[Exercise text — start]
= Kirby calculus =

Describes how distinct surgery presentations of a given 3-manifold are related

In mathematics, the Kirby calculus in geometric topology, named after Robion Kirby, is a method for modifying framed links in the 3-sphere using a finite set of moves, the Kirby moves. Using four-dimensional Cerf theory, he proved that if M and N are 3-manifolds, resulting from Dehn surgery on framed links L and J respectively, then they are homeomorphic if and only if L and J are related by a sequence of Kirby moves. According to the Lickorish–Wallace theorem any closed orientable 3-manifold is obtained by such surgery on some link in the 3-sphere.

Some ambiguity exists in the literature on the precise use of the term "Kirby moves". Different presentations of "Kirby calculus" have a different set of moves and these are sometimes called Kirby moves. Kirby's original formulation involved two kinds of move, the "blow-up" and the "handle slide"; Roger Fenn and Colin Rourke exhibited an equivalent construction in terms of a single move, the Fenn–Rourke move, that appears in many expositions and extensions of the Kirby calculus. Dale Rolfsen's book, Knots and Links, from which many topologists have learned the Kirby calculus, describes a set of two moves: 1) delete or add a component with surgery coefficient infinity 2) twist along an unknotted component and modify surgery coefficients appropriately (this is called the Rolfsen twist). This allows an extension of the Kirby calculus to rational surgeries.
[Exercise text — finish]
[Supplied data — start]
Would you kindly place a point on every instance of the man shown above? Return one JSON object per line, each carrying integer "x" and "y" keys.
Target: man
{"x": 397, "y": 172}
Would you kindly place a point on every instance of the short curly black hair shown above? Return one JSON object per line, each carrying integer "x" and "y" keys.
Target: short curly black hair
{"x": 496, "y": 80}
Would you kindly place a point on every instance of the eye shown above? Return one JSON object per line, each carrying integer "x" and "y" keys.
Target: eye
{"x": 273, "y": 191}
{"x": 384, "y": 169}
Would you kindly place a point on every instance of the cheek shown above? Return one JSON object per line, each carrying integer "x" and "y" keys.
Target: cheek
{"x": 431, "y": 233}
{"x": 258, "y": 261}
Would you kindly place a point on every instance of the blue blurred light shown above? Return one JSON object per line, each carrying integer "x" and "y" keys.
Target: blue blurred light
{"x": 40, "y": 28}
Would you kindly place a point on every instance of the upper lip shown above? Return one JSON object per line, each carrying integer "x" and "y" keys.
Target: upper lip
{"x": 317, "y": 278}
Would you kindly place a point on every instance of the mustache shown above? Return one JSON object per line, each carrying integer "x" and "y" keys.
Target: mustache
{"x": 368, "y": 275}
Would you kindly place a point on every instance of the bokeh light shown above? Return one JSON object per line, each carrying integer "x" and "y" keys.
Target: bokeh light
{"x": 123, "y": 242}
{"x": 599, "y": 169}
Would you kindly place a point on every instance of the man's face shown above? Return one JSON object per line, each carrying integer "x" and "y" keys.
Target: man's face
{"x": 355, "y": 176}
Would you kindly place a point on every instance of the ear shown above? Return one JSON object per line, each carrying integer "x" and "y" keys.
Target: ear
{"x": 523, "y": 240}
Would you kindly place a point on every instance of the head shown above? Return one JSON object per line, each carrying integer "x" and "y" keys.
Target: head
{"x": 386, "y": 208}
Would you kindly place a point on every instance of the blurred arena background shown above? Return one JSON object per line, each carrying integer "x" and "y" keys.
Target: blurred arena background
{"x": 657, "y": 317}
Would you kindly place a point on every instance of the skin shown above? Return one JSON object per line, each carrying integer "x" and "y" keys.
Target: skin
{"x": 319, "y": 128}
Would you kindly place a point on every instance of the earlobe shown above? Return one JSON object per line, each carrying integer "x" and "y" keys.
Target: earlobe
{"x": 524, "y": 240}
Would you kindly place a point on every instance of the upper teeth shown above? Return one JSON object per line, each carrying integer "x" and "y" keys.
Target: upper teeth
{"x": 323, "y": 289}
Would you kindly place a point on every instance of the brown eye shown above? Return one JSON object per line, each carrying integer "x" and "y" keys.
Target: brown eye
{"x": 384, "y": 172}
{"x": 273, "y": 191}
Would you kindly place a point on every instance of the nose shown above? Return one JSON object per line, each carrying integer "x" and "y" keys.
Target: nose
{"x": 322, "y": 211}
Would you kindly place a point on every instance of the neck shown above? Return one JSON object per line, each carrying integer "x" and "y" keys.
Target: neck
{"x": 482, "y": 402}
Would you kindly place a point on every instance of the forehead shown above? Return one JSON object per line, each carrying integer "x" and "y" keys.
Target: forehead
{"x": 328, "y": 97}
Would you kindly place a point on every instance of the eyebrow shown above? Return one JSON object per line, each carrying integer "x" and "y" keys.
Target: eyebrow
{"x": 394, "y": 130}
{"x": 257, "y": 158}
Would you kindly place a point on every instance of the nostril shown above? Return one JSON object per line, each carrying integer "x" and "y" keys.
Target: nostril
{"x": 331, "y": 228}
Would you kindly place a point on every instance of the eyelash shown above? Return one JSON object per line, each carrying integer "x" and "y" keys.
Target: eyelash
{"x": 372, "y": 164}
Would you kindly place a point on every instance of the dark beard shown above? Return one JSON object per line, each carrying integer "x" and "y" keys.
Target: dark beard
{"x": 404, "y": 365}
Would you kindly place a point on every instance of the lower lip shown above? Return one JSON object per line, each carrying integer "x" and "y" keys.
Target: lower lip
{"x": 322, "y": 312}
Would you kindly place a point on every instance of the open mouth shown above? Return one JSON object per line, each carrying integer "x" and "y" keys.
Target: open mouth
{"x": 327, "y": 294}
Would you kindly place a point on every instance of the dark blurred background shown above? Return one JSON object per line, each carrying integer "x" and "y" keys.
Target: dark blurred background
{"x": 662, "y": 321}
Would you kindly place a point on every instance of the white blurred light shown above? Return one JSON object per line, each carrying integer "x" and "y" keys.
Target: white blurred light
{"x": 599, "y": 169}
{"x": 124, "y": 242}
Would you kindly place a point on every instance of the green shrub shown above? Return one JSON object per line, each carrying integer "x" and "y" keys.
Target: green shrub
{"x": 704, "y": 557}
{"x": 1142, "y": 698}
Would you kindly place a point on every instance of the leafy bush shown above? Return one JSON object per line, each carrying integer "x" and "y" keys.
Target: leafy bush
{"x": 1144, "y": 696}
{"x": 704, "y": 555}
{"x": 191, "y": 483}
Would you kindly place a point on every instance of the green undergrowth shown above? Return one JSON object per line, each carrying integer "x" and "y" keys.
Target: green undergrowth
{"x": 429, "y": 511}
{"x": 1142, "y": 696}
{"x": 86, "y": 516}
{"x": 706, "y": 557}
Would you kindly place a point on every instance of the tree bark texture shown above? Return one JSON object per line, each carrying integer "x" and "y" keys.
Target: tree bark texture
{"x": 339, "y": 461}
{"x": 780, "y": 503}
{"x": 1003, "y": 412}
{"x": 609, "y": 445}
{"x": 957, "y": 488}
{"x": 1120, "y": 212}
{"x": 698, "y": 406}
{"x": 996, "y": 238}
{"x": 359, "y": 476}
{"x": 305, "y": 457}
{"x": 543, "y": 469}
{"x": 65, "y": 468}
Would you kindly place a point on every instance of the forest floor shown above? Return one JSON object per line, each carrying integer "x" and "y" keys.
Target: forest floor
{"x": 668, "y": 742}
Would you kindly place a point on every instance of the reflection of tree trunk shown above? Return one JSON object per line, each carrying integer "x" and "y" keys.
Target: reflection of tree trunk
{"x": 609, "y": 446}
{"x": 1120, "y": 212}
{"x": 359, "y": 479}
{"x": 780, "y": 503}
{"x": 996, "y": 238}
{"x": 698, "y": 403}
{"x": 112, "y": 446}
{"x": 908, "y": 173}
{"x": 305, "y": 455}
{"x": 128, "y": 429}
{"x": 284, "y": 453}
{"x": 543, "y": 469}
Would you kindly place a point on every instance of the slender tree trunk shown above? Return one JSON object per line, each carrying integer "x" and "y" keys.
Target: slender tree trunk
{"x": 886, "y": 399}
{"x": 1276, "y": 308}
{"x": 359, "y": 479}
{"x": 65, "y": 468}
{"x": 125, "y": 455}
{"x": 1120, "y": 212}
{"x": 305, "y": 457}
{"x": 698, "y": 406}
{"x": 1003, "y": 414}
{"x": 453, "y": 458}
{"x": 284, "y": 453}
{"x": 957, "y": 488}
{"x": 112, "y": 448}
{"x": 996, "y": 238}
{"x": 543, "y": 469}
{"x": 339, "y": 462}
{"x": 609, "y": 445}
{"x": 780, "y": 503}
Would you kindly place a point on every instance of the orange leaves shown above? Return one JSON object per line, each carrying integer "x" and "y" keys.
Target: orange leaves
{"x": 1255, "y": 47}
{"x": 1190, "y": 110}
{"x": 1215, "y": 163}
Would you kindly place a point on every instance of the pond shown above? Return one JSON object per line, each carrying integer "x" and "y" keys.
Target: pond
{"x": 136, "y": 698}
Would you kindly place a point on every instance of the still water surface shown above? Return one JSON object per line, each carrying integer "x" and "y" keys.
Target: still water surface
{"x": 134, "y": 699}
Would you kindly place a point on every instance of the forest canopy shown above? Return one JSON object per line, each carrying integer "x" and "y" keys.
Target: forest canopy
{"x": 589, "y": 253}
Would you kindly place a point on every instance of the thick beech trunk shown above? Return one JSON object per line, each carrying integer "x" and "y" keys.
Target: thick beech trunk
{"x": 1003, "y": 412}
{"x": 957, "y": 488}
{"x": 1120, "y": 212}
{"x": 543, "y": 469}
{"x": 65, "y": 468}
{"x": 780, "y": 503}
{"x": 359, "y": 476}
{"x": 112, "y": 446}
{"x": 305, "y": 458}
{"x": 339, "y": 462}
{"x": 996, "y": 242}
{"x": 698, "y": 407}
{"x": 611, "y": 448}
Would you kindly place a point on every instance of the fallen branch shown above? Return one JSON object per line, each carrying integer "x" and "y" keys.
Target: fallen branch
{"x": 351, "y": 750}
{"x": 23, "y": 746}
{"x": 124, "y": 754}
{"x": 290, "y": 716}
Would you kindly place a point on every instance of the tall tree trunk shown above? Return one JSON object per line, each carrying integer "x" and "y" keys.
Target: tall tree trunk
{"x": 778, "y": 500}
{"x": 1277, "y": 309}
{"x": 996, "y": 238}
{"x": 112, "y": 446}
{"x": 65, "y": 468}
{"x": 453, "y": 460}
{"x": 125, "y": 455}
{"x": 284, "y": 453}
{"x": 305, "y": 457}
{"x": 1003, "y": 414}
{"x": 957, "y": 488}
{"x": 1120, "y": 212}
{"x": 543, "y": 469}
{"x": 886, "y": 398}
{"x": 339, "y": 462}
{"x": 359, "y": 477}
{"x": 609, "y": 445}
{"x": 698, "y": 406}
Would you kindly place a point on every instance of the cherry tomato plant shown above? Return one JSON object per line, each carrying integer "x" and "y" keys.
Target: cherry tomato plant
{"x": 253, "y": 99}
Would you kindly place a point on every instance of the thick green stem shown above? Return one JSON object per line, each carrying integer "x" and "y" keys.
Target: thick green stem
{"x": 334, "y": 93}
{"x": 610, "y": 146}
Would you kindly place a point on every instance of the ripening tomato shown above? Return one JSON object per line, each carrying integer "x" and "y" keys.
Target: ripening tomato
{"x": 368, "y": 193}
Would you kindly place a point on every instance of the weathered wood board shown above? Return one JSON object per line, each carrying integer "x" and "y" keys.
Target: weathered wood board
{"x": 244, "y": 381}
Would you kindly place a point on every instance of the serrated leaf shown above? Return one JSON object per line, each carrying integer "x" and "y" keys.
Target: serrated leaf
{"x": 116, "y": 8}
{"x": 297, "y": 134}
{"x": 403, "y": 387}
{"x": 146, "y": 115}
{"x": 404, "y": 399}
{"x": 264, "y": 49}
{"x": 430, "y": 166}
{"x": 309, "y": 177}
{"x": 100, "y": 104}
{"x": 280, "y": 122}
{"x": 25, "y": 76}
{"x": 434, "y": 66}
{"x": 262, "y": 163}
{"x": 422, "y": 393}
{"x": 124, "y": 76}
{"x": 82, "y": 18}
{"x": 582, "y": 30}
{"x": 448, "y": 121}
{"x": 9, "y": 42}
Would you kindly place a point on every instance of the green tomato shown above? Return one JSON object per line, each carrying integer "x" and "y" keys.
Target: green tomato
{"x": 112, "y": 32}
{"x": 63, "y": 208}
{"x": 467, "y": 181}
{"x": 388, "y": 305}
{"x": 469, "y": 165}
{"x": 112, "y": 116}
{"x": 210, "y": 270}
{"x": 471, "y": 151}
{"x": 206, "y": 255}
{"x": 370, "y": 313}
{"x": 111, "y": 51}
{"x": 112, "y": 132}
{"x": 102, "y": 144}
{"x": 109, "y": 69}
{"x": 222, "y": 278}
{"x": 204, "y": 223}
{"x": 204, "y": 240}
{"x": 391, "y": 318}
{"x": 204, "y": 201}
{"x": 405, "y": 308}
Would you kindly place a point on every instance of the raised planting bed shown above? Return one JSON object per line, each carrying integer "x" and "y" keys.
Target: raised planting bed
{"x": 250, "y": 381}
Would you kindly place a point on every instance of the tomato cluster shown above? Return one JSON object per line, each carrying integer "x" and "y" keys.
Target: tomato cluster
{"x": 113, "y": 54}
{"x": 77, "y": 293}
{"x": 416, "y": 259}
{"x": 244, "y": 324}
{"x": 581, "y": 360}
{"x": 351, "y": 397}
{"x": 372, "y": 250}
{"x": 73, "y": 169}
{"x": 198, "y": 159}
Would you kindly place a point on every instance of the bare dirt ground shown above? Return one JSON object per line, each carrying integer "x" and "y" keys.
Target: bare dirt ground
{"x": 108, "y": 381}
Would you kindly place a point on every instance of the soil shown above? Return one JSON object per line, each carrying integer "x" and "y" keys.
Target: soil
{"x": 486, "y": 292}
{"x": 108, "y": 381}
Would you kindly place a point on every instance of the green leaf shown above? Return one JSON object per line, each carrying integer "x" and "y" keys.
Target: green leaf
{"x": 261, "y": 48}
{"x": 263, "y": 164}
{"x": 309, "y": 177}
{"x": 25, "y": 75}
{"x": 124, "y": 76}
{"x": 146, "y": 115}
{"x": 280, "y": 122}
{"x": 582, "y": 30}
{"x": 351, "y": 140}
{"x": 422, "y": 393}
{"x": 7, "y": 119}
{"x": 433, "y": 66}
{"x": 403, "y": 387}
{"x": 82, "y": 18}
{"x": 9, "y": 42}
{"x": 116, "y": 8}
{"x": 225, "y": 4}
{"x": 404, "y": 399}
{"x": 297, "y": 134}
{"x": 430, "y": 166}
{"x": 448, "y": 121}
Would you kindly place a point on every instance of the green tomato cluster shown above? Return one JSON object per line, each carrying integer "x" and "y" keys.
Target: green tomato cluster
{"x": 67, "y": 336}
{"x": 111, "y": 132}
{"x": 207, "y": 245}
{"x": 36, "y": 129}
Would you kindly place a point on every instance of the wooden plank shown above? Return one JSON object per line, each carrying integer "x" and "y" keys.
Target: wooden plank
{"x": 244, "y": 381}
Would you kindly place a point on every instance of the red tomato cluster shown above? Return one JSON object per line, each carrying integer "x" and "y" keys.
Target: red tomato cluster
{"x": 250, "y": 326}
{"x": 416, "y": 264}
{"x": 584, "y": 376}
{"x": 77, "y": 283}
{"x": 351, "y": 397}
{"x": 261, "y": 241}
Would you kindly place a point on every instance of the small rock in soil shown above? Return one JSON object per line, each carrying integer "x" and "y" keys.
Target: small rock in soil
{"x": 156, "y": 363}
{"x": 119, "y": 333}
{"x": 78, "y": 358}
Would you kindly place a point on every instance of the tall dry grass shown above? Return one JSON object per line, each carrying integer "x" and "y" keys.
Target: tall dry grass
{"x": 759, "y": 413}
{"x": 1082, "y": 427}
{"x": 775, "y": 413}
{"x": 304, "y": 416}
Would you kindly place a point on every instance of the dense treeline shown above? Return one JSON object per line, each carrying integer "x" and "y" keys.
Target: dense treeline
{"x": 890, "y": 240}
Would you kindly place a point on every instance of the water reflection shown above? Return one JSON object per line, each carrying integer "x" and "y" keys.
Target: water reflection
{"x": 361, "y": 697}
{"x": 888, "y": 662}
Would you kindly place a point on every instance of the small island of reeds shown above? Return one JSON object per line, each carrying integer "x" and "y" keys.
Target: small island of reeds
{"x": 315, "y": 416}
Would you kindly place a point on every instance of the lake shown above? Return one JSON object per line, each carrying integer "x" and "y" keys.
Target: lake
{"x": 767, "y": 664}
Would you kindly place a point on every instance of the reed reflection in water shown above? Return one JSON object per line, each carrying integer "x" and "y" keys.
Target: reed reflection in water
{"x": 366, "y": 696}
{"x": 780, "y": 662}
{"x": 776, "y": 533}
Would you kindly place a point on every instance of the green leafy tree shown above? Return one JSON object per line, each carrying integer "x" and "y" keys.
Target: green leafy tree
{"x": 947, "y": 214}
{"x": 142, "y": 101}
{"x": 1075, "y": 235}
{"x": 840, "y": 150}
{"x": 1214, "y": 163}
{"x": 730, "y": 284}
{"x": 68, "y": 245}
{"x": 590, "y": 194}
[Supplied data — finish]
**Required work:**
a) Answer these questions using the Kirby calculus text.
(i) Who is the Kirby calculus named after?
(ii) According to the Lickorish–Wallace theorem, which 3-manifolds are obtained by surgery on some link in the 3-sphere?
(iii) What is the title of Dale Rolfsen's book?
b) Rewrite the part of the Kirby calculus text that opens with the words containing "Some ambiguity exists" and closes with "to rational surgeries.", replacing "handle slide" with "handle move".
c) Recast the paragraph of the Kirby calculus text beginning "Some ambiguity exists in the literature" as a bulleted list, keeping its main facts.

**Responses in order:**
a)
(i) Robion Kirby
(ii) Any closed orientable 3-manifold
(iii) Knots and Links

b)
Some ambiguity exists in the literature on the precise use of the term "Kirby moves". Different presentations of "Kirby calculus" have a different set of moves and these are sometimes called Kirby moves. Kirby's original formulation involved two kinds of move, the "blow-up" and the "handle move"; Roger Fenn and Colin Rourke exhibited an equivalent construction in terms of a single move, the Fenn–Rourke move, that appears in many expositions and extensions of the Kirby calculus. Dale Rolfsen's book, Knots and Links, from which many topologists have learned the Kirby calculus, describes a set of two moves: 1) delete or add a component with surgery coefficient infinity 2) twist along an unknotted component and modify surgery coefficients appropriately (this is called the Rolfsen twist). This allows an extension of the Kirby calculus to rational surgeries.

c)
- The literature uses the term "Kirby moves" with some ambiguity, since different presentations of Kirby calculus use different sets of moves.
- Kirby's original formulation used two moves: the "blow-up" and the "handle slide."
- Roger Fenn and Colin Rourke gave an equivalent construction with a single move, the Fenn–Rourke move, which appears in many expositions and extensions.
- Dale Rolfsen's book, Knots and Links, describes two moves:
  1) deleting or adding a component with surgery coefficient infinity;
  2) twisting along an unknotted component and modifying surgery coefficients appropriately (the Rolfsen twist).
- This version extends the Kirby calculus to rational surgeries.